# Quoted passage:
## begin

The way I learned it, every joint was described by its own rotation matrix, defined relative to its current position and orientation. The coordinate of the whole arm's endpoint was then calculated by combining the rotation matrices together.
This achieved exactly the effect you are looking for: you could move only one joint (change its orientation), and all the other joints followed automatically.
You won't have much chance in getting around matrices here - in fact, if you use homogeneous coordinates, all joint calculations (rotations as well as translations) can be modeled with matrix multiplications. The advantage is that the full arm position can then be described with a single matrix (plus the arm's origin).
With this transformation matrix, you can tackle the inverse kinematic problem: since the transformation matrix' elements will depend on the angles of the joints, you can treat the whole calculation 'endpoint = startpoint x transformation' as a system of equations, and with startpoint and endpoint known, you can solve this system to determine the unknown angles. The difficulty herein lies that the equation may not be solvable, or that there are multiple solutions.
I don't quite understand your second question, though - what are you looking for?
Instead of a rotation matrix, the rotation can be represented by its angle or by a complex number of the unit circle, but it's the same thing really. More importantly, you need a representation T of rigid body transformations, so that you can write stuff like t1 * t2 * t3 to compute the position and orientation of the third link.
Use atan2 to compute the angle between the vectors.
As the following Python example shows, those two things are enough to build a small IK solver.
from gameobjects.vector2 import Vector2 as V
from matrix33 import Matrix33 as T
from math import sin, cos, atan2, pi
import random
The gameobjects library does not have 2D transformations, so you have to write matrix33 yourself. Its interface is just like gameobjects.matrix44.

## end

# What this exercise asks:
A) In the passage on robot arm kinematics, which function is recommended for computing the angle between the vectors?
B) Pick up the passage on robot arm kinematics after its last sentence and keep writing.

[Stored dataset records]
## begin

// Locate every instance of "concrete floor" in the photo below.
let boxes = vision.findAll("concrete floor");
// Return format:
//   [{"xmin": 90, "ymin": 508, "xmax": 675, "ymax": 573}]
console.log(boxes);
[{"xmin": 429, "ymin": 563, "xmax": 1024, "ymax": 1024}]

## end

# The replies:
A) atan2

B)
Define the forward kinematics function for the transformation from one joint to the next. We assume the joint rotates by angle and is followed by a fixed transformation joint:
def fk_joint(joint, angle): return T.rotation(angle) * joint
The transformation of the tool is tool == fk(joints, q) where joints are the fixed transformations and q are the joint angles:
def fk(joints, q):
prev = T.identity()
for i, joint in enumerate(joints):
prev = prev * fk_joint(joint, q[i])
return prev
If the base of the arm has an offset, replace the T.identity() transformation.
The OP is solving the IK problem for position by cyclic coordinate descent. The idea is to move the tool closer to the goal position by adjusting one joint variable at a time. Let q be the angle of a joint and prev be the transformation of the base of the joint. The joint should be rotated by the angle between the vectors to the tool and goal positions:
def ccd_step(q, prev, tool, goal):
a = tool.get_position() - prev.get_position()
b = goal - prev.get_position()
return q + atan2(b.get_y(), b.get_x()) - atan2(a.get_y(), a.get_x())
Traverse the joints and update the tool configuration for every change of a joint value:
def ccd_sweep(joints, tool, q, goal):
prev = T.identity()
for i, joint in enumerate(joints):
next = prev * fk_joint(joint, q[i])
q[i] = ccd_step(q[i], prev, tool, goal)
prev = prev * fk_joint(joint, q[i])
tool = prev * next.get_inverse() * tool
return prev
Note that fk() and ccd_sweep() are the same for 3D; you just have to rewrite fk_joint() and ccd_step().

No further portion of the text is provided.